_WRITTEN EXERCISE_
Return the lines of the records below, word for word, from the line with "Where can you" up to and including the line with "Target: green street sign".

_RECORDS PROVIDED_

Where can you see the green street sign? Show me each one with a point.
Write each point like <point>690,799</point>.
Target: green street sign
--
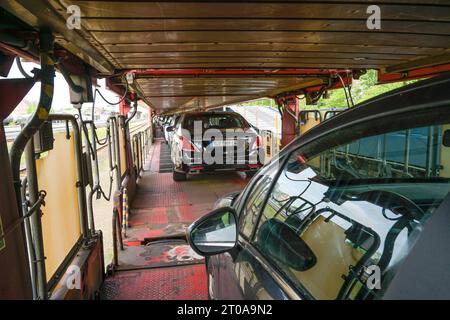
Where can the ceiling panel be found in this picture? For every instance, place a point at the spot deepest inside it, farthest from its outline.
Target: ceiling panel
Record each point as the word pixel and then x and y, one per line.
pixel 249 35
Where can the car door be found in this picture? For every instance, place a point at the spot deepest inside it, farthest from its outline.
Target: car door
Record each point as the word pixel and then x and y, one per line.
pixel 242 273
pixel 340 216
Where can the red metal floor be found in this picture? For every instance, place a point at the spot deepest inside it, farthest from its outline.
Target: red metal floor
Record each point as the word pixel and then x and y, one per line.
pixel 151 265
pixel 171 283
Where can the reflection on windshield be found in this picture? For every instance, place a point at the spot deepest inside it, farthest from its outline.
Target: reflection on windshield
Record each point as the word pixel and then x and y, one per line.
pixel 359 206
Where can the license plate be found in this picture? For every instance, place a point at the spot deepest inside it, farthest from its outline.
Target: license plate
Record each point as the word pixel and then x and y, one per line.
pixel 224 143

_RESPONSE FOR THIS EXERCISE_
Where can you see the green street sign? Show me each one with a point.
Write each point like <point>690,799</point>.
Target: green street sign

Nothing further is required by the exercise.